## Task brief
Below, write out the lines verbatim, beginning with the line that contains "Quiz Question: What are the coordinates of the green timber" and ending with the line that contains "[0, 125, 144, 238]", including both of those lines.

## Excerpted records
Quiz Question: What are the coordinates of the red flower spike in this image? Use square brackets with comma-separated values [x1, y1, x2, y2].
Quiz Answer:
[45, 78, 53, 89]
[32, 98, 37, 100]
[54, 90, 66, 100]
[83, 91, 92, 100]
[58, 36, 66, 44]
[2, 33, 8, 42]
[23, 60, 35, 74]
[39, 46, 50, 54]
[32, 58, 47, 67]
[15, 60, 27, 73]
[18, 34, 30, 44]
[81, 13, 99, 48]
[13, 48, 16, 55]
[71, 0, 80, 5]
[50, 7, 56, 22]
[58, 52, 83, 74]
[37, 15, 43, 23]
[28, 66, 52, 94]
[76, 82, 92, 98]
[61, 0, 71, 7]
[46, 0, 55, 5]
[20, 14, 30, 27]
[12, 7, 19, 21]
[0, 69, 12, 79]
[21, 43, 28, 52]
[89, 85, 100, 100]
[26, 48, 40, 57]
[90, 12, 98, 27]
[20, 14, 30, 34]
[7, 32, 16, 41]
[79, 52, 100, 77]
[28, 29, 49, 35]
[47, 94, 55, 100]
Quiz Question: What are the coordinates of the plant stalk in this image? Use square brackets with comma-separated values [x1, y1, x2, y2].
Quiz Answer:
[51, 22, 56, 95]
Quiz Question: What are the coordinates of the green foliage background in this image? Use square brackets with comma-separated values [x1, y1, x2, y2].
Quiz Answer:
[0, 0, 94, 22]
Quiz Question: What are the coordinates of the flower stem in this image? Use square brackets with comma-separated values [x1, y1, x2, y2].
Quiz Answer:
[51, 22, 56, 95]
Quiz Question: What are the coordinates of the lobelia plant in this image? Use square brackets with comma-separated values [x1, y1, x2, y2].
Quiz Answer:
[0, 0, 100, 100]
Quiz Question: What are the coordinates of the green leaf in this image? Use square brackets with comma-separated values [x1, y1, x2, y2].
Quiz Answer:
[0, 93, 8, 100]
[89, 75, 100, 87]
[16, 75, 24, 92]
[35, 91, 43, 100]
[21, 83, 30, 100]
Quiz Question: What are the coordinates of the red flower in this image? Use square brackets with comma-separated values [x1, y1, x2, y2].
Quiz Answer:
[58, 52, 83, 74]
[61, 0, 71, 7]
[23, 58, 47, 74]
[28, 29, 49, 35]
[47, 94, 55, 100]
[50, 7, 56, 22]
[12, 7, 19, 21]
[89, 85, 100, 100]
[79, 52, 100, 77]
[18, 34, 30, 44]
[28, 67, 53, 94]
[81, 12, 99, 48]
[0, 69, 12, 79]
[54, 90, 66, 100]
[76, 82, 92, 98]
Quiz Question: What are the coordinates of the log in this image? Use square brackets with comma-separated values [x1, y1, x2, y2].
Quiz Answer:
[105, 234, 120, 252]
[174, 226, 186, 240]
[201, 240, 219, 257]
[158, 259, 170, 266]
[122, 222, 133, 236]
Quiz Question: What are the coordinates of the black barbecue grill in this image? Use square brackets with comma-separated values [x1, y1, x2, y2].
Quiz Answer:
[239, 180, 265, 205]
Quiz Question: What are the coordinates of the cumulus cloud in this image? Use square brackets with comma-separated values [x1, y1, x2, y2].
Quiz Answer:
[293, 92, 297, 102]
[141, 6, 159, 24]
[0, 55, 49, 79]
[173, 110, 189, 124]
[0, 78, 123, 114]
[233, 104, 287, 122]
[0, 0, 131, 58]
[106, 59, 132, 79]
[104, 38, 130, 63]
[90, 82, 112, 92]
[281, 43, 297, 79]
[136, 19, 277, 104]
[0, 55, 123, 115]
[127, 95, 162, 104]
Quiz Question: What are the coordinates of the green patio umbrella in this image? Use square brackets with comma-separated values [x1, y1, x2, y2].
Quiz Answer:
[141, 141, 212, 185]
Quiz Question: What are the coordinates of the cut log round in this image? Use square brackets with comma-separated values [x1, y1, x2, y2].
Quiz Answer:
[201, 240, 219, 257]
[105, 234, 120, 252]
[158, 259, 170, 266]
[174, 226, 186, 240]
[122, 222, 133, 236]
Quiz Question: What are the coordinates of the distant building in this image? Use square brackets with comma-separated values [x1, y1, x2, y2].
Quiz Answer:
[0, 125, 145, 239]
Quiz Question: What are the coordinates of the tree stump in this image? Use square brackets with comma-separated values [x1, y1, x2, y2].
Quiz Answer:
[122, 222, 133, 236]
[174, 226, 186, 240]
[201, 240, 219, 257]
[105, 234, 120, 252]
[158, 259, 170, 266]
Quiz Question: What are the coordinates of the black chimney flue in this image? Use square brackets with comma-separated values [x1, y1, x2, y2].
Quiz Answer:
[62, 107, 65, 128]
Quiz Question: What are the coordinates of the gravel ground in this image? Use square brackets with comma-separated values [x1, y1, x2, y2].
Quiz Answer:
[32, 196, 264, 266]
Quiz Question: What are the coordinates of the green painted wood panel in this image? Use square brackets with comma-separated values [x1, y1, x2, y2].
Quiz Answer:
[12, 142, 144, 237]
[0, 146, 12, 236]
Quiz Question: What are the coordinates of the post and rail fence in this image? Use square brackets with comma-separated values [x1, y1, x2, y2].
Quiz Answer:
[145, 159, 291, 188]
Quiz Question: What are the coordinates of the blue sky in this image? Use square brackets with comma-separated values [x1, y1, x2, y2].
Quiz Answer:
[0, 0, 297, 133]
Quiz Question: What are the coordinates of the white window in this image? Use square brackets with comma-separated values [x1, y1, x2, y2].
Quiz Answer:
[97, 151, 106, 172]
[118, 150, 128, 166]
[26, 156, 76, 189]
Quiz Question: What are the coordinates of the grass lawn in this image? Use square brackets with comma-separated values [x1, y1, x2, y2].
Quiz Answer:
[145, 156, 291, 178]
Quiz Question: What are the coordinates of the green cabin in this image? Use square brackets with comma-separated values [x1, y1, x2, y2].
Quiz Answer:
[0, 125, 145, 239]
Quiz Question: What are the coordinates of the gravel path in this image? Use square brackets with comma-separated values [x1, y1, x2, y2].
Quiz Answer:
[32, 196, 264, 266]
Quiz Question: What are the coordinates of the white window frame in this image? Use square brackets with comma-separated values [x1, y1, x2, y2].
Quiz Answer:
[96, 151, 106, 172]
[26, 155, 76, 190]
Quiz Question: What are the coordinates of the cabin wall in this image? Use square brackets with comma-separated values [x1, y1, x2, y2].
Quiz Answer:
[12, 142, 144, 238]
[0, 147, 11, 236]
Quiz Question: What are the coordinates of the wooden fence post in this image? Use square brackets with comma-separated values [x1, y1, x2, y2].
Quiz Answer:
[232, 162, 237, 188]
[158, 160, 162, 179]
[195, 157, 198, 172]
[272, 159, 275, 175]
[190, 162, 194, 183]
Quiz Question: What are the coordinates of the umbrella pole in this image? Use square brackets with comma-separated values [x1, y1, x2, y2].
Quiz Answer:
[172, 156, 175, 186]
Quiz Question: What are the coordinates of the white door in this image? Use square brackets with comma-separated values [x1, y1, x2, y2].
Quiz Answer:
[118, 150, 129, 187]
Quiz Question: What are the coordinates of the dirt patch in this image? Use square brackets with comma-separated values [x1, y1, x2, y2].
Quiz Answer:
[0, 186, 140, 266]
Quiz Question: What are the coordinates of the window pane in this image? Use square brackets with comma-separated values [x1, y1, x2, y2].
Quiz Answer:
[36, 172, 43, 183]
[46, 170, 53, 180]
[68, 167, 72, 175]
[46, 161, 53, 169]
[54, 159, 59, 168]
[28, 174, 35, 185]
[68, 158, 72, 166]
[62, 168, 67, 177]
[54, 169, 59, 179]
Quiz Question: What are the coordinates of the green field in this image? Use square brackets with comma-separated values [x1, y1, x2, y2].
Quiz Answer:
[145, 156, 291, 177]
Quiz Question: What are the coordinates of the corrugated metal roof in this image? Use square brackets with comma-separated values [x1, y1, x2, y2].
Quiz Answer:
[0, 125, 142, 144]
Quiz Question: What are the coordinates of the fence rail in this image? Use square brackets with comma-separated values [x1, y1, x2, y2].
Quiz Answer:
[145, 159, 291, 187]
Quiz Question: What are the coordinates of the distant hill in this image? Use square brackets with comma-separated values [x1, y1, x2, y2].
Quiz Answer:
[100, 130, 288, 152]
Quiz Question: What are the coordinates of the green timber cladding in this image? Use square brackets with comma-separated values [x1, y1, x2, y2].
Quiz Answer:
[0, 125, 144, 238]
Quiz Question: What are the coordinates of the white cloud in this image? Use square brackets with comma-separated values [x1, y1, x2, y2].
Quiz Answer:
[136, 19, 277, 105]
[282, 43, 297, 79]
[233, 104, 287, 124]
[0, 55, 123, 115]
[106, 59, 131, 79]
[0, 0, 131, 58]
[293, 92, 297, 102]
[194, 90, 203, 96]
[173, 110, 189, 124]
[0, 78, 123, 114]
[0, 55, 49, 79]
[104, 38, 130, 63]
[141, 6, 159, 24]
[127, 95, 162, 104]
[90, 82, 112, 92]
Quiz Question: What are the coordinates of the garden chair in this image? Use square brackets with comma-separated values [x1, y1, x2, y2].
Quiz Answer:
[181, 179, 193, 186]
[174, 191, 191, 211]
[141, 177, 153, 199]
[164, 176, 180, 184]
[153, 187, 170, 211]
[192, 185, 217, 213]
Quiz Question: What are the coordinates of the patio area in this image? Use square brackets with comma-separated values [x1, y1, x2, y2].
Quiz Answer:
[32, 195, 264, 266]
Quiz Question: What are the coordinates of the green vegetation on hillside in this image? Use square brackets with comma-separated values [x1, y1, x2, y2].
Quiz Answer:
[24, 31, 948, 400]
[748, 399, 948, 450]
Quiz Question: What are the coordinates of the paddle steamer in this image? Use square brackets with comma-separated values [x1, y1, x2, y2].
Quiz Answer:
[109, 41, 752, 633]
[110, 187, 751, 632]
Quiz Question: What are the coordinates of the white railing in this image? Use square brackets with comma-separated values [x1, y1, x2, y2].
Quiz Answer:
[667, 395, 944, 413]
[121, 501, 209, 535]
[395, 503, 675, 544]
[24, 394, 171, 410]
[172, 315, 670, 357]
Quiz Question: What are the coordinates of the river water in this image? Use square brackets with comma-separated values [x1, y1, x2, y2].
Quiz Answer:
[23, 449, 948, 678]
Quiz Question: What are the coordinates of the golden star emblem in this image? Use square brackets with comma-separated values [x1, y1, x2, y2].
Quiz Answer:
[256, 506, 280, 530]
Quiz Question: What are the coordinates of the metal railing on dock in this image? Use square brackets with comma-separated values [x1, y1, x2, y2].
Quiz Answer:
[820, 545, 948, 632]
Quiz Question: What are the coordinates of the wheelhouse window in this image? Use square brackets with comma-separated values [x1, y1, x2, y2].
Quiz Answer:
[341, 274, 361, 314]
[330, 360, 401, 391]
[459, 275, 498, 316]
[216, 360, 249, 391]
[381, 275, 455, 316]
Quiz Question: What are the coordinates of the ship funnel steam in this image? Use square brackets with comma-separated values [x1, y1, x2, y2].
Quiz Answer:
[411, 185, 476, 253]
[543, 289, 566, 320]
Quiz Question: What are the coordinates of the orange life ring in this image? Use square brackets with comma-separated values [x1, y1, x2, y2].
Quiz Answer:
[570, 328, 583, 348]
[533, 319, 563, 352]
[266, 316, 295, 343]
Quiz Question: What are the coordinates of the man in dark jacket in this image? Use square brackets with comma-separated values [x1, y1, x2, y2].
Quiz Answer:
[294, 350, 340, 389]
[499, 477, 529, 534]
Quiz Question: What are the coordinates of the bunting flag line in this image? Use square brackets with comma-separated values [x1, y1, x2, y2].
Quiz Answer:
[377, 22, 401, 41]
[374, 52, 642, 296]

## Answer to the task
Quiz Question: What are the coordinates of the green timber cladding in this image? Use square brackets with comma-separated values [x1, y1, x2, y2].
Quiz Answer:
[0, 125, 144, 238]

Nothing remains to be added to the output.